WHAT TO DO>
Please collect every line of the records that contains the word "curb".

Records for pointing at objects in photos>

______________________________

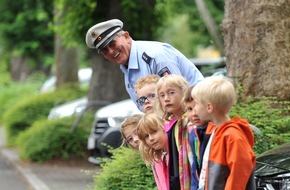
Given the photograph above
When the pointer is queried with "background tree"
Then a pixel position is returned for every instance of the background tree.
(257, 46)
(26, 39)
(185, 28)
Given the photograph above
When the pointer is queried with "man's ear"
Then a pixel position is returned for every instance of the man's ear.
(209, 108)
(126, 34)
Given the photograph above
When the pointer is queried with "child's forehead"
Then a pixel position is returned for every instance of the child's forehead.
(190, 103)
(167, 86)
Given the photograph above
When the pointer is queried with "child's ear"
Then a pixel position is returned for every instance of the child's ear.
(209, 108)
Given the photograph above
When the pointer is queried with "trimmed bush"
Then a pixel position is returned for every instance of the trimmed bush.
(53, 139)
(124, 171)
(22, 115)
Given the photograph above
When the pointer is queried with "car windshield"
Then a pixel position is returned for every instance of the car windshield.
(274, 162)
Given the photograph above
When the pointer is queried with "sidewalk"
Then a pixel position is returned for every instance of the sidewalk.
(52, 175)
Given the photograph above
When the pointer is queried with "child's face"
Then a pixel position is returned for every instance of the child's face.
(200, 110)
(147, 92)
(170, 99)
(131, 136)
(192, 116)
(156, 139)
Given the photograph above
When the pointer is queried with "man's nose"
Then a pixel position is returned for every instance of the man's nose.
(135, 138)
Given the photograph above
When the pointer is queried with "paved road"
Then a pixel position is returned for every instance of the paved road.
(9, 178)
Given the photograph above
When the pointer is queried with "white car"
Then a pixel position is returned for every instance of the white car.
(68, 109)
(105, 131)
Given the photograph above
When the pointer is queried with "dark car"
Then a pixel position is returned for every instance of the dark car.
(273, 169)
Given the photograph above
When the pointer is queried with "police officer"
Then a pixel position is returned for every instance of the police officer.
(138, 58)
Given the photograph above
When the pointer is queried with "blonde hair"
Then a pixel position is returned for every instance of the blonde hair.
(148, 123)
(131, 120)
(172, 80)
(148, 79)
(217, 90)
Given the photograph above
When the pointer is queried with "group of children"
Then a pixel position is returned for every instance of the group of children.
(187, 136)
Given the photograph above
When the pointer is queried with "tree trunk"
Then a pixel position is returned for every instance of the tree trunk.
(257, 46)
(66, 59)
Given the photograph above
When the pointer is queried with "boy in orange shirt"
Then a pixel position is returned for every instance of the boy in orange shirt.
(229, 160)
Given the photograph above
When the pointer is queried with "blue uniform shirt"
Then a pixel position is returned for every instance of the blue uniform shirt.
(149, 57)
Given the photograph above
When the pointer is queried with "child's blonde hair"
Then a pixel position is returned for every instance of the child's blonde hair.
(217, 90)
(148, 79)
(131, 120)
(149, 123)
(172, 80)
(187, 98)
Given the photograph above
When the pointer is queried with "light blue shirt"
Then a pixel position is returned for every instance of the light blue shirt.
(149, 57)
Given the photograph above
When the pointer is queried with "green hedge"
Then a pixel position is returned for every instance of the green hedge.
(124, 171)
(23, 114)
(53, 139)
(272, 117)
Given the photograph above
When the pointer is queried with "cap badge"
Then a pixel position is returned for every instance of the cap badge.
(93, 34)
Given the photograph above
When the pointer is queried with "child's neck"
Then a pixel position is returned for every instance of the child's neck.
(178, 115)
(220, 119)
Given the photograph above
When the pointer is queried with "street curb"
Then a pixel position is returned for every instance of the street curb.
(26, 172)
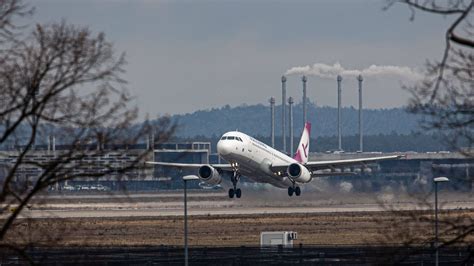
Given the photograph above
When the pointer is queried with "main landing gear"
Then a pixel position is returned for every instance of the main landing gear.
(235, 191)
(294, 189)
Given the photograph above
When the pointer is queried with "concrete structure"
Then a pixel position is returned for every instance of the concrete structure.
(283, 111)
(305, 118)
(361, 145)
(339, 132)
(272, 121)
(290, 125)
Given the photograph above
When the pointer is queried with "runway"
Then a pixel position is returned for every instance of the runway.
(171, 204)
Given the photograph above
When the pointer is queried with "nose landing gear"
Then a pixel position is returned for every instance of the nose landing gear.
(294, 189)
(235, 191)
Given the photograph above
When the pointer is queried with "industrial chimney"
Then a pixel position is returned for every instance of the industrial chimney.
(339, 80)
(304, 100)
(283, 111)
(359, 78)
(290, 125)
(272, 122)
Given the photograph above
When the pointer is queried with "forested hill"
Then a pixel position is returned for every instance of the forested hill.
(255, 120)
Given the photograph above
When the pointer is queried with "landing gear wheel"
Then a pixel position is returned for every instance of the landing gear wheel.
(297, 191)
(290, 191)
(238, 193)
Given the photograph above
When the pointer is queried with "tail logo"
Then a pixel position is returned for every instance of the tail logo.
(305, 149)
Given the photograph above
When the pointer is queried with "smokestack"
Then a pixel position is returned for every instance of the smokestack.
(304, 99)
(272, 122)
(283, 111)
(359, 78)
(339, 80)
(49, 143)
(54, 145)
(290, 103)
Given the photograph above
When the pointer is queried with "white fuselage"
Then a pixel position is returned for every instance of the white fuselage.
(253, 159)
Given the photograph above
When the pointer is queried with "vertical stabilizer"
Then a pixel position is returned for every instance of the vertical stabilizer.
(302, 152)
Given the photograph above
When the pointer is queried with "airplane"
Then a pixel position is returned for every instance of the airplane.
(254, 159)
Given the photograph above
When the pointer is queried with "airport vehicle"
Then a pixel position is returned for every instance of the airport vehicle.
(251, 158)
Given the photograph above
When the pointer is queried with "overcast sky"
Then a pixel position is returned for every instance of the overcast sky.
(189, 55)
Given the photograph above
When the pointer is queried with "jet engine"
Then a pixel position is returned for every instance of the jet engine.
(299, 173)
(210, 175)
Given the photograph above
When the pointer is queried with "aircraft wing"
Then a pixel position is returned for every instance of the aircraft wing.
(322, 165)
(224, 167)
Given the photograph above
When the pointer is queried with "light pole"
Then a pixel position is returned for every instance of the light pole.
(186, 179)
(436, 181)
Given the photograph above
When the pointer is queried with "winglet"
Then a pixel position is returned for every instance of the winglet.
(302, 152)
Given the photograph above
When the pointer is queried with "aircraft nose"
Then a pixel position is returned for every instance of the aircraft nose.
(223, 147)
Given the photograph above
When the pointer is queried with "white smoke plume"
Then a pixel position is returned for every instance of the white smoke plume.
(330, 72)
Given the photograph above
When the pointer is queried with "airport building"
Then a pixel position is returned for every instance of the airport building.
(410, 174)
(141, 178)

______________________________

TASK ANSWER>
When the pointer is queried with "street curb"
Then a pixel position is returned for every instance of the street curb.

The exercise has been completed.